How to complete this task. Up to the line containing "of the white", nothing is kept; from that line through the end of the data below, output every line exactly.

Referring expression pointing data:
........
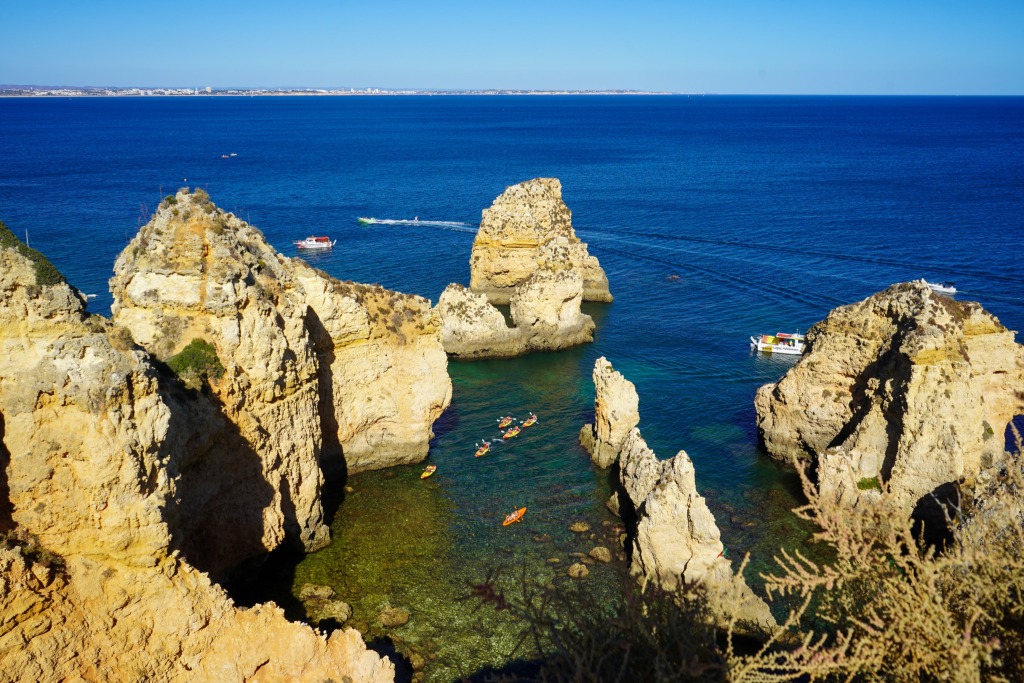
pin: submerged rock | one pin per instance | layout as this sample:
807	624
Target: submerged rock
675	538
513	232
315	592
579	570
900	395
393	617
616	411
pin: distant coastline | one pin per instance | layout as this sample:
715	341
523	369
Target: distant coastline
76	91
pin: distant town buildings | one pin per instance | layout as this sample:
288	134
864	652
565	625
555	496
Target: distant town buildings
49	91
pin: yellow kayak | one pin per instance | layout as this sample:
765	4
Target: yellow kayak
514	517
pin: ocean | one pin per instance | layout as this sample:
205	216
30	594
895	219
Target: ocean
715	217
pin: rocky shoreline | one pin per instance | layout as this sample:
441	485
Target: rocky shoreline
146	457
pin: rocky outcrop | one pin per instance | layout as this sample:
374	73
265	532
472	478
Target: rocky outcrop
309	360
101	621
545	313
471	328
616	411
383	370
95	452
906	392
676	537
513	233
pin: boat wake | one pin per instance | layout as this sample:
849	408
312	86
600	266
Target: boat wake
450	224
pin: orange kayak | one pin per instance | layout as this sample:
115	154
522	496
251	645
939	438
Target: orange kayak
514	517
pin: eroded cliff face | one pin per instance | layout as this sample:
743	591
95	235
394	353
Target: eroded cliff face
675	538
616	412
907	391
309	360
95	455
512	235
195	272
383	370
545	310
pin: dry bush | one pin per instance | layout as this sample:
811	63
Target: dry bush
887	608
890	608
572	634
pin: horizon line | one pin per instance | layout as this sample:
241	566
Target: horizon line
120	90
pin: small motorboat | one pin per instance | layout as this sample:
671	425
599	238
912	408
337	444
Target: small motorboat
315	243
942	288
780	342
513	517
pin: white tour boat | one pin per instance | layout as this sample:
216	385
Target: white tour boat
315	243
942	288
779	343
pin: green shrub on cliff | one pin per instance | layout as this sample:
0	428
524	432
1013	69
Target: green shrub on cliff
46	272
197	364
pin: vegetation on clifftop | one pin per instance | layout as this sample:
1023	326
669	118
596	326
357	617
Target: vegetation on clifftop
46	272
196	364
888	608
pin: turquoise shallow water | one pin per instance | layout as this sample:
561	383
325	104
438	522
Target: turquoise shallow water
769	212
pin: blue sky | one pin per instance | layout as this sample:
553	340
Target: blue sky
824	46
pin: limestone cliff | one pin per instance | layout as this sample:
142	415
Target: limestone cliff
309	360
383	369
512	236
616	411
94	456
545	312
675	538
471	328
907	391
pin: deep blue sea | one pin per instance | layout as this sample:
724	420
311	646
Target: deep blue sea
770	211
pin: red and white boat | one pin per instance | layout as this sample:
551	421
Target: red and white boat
780	342
315	243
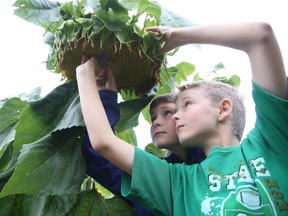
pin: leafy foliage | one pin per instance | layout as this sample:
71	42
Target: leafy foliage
42	170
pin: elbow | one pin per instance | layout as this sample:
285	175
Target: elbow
101	143
263	32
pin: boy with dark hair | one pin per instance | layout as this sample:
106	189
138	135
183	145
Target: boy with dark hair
246	178
163	135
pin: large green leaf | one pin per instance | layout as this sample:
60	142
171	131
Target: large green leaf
53	165
32	205
129	136
129	113
44	115
38	11
10	112
185	69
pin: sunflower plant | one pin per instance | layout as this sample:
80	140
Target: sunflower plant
42	170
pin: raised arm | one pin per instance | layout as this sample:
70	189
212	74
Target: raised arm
256	39
100	133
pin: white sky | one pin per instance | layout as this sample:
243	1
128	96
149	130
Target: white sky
23	50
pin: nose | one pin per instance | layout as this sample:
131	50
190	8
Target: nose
157	122
175	116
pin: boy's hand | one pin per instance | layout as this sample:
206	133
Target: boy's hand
167	37
106	80
89	65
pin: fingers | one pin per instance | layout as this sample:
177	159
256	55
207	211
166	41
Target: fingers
85	58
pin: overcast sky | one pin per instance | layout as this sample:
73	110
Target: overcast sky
23	50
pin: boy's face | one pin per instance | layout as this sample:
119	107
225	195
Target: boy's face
196	118
162	130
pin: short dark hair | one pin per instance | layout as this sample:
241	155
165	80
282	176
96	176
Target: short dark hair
164	98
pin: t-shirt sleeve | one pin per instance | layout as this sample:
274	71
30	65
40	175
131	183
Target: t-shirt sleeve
150	183
271	119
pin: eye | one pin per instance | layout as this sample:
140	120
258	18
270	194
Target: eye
153	118
187	103
168	113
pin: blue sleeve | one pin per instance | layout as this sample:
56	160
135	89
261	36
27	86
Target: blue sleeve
98	167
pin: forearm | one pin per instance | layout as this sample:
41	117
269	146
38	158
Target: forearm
101	136
257	40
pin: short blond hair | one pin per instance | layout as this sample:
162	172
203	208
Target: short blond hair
216	92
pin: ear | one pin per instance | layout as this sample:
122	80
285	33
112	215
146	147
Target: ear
225	109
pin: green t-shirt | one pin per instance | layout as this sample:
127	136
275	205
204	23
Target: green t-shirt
248	179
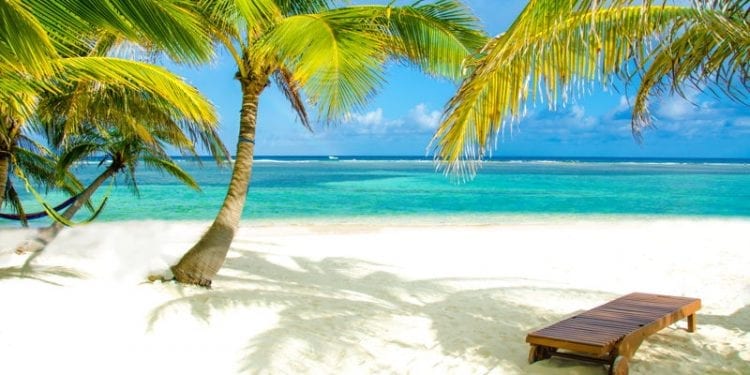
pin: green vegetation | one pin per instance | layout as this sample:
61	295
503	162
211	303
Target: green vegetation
62	77
556	47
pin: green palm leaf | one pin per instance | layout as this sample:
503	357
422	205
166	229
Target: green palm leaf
543	57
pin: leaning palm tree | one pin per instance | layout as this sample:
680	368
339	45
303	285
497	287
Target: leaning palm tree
328	56
50	41
556	47
123	128
38	164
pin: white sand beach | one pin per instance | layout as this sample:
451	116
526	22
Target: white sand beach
368	298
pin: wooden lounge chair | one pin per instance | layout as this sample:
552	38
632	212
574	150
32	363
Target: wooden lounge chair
611	333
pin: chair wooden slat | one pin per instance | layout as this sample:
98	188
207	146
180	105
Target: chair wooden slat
612	332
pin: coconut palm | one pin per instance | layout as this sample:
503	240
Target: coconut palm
124	128
332	57
555	47
39	166
49	41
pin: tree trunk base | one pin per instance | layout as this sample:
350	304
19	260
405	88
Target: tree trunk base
186	278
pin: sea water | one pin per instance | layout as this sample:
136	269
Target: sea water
298	188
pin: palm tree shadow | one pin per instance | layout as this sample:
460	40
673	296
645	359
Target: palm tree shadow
45	274
343	313
337	310
730	322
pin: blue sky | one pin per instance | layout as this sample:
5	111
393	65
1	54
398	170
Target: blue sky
401	119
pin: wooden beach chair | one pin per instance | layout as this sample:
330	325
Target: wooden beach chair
611	333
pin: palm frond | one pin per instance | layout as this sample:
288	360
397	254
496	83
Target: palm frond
336	57
437	37
291	90
543	57
172	26
139	76
13	200
24	44
708	50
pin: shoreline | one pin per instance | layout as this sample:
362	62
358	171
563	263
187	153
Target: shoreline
365	297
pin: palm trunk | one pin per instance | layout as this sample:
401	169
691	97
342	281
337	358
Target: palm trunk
201	263
46	235
4	170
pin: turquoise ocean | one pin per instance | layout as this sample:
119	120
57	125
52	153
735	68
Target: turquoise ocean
360	188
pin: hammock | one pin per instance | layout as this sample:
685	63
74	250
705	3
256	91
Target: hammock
40	214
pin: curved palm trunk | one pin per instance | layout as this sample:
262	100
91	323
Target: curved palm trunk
46	235
201	263
4	170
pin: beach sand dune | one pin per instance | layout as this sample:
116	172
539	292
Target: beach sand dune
363	298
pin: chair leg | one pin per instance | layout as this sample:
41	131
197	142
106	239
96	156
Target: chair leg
620	366
691	323
539	352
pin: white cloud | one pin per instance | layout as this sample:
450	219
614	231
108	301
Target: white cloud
370	118
425	118
675	108
373	122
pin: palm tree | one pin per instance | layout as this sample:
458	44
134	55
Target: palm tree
39	166
124	127
334	58
555	47
50	43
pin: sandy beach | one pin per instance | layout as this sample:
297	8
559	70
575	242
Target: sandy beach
367	298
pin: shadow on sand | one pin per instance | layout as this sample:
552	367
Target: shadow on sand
338	313
45	274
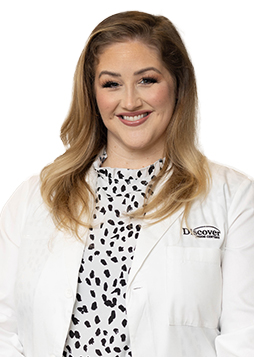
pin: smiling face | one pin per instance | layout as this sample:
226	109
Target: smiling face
135	95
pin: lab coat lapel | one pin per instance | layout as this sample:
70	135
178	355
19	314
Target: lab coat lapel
73	248
149	236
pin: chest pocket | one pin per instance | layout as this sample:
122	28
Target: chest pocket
194	286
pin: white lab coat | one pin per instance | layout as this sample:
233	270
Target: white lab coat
187	295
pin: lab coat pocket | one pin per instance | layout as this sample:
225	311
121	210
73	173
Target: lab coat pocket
194	286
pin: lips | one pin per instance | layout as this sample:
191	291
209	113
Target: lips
134	119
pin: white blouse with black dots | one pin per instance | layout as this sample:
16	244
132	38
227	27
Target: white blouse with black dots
99	325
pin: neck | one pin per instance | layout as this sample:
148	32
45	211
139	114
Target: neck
130	160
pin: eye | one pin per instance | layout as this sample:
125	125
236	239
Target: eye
110	84
148	80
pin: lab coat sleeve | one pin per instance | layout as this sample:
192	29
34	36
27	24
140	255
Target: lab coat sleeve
11	224
237	318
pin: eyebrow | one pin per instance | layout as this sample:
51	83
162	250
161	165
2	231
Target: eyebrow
143	70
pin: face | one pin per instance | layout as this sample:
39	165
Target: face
135	95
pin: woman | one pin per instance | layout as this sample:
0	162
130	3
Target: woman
131	243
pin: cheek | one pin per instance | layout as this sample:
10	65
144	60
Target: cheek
105	103
163	98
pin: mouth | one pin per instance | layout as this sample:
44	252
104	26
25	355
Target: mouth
133	118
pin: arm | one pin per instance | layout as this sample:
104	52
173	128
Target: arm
237	318
11	223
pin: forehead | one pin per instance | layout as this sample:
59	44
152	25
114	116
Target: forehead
131	53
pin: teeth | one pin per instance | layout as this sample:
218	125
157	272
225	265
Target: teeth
134	118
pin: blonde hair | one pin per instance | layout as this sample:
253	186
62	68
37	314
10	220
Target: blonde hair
64	187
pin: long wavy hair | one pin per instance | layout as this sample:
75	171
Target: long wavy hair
185	174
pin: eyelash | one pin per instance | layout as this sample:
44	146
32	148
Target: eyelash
147	80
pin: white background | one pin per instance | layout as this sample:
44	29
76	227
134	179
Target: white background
41	42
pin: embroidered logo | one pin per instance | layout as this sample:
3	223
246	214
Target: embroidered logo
203	232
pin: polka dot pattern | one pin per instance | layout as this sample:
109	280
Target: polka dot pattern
99	325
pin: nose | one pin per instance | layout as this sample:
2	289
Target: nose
131	99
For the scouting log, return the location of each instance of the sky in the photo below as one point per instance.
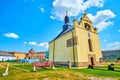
(26, 24)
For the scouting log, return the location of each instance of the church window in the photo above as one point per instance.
(90, 44)
(73, 41)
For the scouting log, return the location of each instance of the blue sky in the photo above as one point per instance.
(26, 24)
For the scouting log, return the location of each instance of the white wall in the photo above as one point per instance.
(4, 58)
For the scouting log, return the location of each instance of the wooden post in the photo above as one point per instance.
(6, 71)
(34, 69)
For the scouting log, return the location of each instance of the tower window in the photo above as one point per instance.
(87, 26)
(90, 44)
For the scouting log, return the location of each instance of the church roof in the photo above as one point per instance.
(70, 28)
(2, 53)
(66, 27)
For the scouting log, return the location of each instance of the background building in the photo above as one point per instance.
(5, 56)
(77, 43)
(18, 55)
(110, 55)
(38, 55)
........
Answer box.
For the scouting log, return the location of each instance of the white wall in the photo above as one point per instance.
(4, 58)
For the scouting log, return the location of each instance of the wooden post in the photo above as one point per instance.
(6, 71)
(34, 69)
For the scouting log, return the location of each instance of the tower window in the photo above as one point per instance.
(87, 26)
(90, 44)
For the scouting log, return the location of each instance of the church roof in the photo above as one point per instance.
(70, 28)
(2, 53)
(66, 27)
For the scouting log, return the location of each instance of the background building in the photo above as one point per instance.
(5, 56)
(77, 43)
(18, 55)
(110, 55)
(38, 55)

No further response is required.